Format the rows below as a Markdown table with the columns Number and Line, giving each line its own number and leaving out blank lines. Begin at the line that contains "Where can the woman with" and stop after the last of the rows.

- _Data shown_:
☆ ☆ ☆
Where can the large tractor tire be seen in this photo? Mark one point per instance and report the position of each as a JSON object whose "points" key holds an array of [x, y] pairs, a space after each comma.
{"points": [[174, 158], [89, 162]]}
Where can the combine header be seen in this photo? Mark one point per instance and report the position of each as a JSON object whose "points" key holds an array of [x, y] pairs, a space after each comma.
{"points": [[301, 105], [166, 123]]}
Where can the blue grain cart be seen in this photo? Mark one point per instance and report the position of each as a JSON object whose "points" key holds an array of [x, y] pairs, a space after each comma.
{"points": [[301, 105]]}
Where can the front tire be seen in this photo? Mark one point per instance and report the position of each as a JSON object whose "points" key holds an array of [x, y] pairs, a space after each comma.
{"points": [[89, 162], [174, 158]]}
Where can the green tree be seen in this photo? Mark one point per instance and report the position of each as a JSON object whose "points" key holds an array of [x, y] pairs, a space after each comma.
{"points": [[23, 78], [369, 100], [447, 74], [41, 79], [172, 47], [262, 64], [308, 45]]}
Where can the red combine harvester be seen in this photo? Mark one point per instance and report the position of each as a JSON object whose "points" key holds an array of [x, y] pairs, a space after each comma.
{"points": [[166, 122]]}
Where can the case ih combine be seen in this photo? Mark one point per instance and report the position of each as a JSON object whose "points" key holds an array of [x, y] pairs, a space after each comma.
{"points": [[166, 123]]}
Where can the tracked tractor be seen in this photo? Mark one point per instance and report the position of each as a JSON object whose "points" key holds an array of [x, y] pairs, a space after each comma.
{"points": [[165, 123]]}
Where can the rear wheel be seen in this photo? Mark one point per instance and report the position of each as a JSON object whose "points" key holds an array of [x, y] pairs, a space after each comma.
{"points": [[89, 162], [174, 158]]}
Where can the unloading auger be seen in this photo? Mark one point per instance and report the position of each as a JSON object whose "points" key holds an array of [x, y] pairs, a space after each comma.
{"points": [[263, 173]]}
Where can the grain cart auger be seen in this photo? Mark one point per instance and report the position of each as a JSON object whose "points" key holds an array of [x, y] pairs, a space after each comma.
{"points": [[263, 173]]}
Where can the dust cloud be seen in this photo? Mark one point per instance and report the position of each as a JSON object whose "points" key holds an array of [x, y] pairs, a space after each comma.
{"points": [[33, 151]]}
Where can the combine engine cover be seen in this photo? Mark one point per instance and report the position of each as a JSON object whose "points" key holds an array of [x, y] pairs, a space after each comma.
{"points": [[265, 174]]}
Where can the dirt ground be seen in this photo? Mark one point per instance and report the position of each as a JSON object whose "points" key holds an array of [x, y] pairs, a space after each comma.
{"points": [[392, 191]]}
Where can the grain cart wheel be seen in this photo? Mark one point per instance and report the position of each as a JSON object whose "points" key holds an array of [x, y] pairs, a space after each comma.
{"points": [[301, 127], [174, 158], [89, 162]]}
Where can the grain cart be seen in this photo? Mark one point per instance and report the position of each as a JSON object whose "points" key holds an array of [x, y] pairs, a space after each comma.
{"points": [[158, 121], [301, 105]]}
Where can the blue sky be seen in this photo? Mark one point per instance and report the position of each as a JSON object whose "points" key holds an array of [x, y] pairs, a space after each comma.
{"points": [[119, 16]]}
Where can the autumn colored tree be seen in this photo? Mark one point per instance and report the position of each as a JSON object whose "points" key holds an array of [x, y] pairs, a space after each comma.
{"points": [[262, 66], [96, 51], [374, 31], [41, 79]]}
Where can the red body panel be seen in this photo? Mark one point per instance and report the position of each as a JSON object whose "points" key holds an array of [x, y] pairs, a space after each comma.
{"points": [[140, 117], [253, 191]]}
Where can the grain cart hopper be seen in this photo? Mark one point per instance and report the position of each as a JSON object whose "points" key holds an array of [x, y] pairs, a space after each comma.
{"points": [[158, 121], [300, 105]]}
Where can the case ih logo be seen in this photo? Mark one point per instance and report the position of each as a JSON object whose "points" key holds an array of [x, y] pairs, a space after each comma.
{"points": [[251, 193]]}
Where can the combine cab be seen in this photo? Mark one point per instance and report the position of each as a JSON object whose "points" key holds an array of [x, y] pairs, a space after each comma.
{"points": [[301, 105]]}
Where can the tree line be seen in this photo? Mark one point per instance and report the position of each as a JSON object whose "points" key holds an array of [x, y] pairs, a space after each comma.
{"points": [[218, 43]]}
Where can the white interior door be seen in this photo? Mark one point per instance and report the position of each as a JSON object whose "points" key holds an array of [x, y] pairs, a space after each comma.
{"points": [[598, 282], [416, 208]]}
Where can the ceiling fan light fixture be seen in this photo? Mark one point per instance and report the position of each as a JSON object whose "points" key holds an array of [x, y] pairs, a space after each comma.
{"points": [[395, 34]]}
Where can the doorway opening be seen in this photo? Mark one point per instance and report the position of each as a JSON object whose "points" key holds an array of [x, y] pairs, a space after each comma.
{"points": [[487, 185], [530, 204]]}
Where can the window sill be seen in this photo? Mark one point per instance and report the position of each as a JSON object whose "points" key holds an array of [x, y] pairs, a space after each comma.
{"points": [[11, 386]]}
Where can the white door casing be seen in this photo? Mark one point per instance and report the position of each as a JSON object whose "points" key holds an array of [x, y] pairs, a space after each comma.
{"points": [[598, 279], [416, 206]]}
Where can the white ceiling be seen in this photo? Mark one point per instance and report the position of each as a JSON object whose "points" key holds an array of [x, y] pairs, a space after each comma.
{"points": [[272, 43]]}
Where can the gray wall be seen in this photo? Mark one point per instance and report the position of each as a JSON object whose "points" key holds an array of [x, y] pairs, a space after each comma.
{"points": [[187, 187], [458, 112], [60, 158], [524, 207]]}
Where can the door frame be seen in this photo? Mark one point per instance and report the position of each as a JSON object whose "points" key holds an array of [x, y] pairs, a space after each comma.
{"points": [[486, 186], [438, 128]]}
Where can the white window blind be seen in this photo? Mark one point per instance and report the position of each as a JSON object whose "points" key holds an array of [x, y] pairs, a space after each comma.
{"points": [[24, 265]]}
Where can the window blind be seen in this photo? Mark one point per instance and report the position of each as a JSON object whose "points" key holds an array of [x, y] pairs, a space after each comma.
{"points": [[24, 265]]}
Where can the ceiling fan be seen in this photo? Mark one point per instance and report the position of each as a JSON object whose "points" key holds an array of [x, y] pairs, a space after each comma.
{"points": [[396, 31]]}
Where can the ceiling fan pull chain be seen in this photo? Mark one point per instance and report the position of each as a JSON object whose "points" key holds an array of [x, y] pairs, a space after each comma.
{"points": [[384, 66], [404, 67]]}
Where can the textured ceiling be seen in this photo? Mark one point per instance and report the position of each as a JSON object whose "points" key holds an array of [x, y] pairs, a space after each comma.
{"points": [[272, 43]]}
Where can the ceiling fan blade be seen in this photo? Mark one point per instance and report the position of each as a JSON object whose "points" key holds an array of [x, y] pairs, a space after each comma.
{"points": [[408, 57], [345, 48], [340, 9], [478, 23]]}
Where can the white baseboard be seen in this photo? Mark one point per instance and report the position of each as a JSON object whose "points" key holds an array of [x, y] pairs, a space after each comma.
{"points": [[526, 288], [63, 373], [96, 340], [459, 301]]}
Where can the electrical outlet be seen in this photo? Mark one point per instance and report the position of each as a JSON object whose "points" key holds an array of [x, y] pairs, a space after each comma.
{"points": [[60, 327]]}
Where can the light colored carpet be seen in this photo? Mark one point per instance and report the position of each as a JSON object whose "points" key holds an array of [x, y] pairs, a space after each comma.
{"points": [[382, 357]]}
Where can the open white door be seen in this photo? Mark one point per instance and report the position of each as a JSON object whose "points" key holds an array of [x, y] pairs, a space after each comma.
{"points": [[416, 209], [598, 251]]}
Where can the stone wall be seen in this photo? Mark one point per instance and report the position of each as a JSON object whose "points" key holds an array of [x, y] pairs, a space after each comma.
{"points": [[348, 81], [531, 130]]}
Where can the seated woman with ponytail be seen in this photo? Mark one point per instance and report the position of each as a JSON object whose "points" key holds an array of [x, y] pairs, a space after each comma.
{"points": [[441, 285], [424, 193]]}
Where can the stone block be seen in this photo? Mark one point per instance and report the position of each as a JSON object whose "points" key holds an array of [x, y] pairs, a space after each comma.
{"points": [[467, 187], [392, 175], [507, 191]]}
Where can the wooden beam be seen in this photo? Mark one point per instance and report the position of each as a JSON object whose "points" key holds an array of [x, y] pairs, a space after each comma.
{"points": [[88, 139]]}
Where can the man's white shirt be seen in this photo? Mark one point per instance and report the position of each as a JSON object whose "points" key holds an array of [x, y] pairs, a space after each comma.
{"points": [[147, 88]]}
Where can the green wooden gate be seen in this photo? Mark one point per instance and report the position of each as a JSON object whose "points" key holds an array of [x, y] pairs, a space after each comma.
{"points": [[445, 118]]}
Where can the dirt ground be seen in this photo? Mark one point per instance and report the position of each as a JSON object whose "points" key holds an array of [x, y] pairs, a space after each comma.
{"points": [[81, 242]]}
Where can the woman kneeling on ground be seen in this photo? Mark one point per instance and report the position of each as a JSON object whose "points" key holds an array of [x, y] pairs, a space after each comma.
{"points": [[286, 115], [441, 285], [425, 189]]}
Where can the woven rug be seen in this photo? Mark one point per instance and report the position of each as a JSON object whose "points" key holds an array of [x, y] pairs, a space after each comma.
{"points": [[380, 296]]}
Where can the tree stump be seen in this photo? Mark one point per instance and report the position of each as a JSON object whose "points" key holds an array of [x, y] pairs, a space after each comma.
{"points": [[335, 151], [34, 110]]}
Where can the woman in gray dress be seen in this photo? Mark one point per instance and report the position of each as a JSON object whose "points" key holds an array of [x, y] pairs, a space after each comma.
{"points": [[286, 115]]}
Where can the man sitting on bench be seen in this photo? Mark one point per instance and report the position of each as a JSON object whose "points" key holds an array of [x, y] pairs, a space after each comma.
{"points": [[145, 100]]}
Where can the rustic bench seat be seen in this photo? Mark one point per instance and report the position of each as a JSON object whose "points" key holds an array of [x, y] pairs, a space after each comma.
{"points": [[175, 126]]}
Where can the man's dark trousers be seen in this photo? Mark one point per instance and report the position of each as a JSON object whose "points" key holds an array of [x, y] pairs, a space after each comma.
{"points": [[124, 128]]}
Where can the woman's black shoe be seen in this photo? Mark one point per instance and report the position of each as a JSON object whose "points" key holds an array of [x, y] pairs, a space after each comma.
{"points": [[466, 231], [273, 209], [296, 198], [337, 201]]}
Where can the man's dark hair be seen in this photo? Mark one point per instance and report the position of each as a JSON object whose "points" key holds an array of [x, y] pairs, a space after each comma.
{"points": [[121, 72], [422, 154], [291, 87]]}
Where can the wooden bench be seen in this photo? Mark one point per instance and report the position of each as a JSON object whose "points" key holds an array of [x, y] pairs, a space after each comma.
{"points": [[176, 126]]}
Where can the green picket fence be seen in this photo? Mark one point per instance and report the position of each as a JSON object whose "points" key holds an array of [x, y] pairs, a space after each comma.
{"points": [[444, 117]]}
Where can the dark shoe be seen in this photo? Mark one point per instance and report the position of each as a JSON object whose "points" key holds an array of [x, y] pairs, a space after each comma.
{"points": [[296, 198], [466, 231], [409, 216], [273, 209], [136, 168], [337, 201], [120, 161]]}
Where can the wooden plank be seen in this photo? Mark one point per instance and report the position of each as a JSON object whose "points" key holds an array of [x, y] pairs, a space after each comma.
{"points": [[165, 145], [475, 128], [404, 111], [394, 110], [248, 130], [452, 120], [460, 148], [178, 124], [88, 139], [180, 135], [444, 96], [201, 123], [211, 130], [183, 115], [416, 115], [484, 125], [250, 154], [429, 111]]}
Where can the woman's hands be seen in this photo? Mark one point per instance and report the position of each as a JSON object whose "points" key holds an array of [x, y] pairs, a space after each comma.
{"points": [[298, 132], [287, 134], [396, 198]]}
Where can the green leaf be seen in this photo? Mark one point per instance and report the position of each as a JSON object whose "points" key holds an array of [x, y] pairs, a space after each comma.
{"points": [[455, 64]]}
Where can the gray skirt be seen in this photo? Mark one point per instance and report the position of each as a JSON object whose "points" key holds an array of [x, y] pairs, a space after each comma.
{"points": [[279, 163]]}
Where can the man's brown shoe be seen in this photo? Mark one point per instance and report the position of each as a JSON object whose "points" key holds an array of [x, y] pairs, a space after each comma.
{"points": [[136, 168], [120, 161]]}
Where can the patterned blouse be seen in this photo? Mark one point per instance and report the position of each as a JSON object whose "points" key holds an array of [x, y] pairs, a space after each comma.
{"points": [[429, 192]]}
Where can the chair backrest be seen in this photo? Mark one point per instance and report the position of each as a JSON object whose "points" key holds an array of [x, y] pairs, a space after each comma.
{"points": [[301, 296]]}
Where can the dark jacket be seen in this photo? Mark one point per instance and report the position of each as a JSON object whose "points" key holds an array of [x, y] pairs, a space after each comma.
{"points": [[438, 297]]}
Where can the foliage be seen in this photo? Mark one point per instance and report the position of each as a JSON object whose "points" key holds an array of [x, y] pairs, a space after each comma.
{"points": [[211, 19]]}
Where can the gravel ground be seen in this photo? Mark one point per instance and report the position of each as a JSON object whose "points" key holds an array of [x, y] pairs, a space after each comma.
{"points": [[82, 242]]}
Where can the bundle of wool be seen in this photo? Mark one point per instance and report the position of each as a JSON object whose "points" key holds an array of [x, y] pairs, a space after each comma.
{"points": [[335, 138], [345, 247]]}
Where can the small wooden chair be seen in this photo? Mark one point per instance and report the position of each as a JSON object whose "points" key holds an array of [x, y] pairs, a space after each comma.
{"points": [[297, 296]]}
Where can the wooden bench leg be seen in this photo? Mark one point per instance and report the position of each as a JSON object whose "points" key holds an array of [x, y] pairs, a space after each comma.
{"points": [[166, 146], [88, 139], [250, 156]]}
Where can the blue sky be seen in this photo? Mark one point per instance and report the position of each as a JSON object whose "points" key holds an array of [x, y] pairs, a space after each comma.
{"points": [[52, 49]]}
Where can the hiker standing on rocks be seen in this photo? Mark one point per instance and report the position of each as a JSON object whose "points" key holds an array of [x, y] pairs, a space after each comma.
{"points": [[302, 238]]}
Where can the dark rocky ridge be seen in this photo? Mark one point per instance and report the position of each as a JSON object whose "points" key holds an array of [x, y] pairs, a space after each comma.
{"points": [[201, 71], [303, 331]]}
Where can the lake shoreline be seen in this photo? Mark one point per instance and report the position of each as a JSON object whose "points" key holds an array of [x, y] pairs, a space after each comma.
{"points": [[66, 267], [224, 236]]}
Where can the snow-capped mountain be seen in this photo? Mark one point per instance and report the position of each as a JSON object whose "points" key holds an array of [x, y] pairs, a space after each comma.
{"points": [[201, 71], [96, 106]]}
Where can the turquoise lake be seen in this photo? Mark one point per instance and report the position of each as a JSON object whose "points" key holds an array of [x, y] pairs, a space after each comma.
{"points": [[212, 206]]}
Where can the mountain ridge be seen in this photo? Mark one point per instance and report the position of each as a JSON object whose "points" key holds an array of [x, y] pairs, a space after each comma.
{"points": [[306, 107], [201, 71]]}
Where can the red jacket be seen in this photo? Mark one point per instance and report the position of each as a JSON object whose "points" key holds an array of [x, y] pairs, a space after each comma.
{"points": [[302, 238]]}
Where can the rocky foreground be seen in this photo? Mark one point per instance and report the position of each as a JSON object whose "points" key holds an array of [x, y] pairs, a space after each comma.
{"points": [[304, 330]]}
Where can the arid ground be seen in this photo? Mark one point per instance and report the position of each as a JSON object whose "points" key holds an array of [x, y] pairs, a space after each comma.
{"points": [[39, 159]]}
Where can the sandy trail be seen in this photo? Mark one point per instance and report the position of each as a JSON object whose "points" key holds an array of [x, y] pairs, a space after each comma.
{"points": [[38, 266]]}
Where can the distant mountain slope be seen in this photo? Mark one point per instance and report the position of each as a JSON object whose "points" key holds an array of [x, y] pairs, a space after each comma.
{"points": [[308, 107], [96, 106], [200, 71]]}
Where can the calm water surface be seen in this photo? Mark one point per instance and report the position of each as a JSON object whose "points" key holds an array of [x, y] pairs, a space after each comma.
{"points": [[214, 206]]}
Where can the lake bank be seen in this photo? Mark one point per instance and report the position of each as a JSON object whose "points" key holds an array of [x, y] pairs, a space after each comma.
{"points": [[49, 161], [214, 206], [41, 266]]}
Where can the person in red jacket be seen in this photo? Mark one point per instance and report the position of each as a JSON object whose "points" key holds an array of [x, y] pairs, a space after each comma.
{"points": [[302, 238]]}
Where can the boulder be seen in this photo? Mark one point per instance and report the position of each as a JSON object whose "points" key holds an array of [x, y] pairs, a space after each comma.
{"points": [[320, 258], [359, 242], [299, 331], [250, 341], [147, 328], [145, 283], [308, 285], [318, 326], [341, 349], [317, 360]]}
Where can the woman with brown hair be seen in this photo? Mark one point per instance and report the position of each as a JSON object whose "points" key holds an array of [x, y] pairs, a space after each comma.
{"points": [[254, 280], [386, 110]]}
☆ ☆ ☆
- _Exercise output_:
| Number | Line |
|---|---|
| 1 | Where can the woman with brown hair be seen in this photo? Mark one point per instance and report the position of each as a JSON object whose "points" key holds an array of [x, y] pairs, a space after each comma. |
| 2 | {"points": [[254, 280], [386, 110]]} |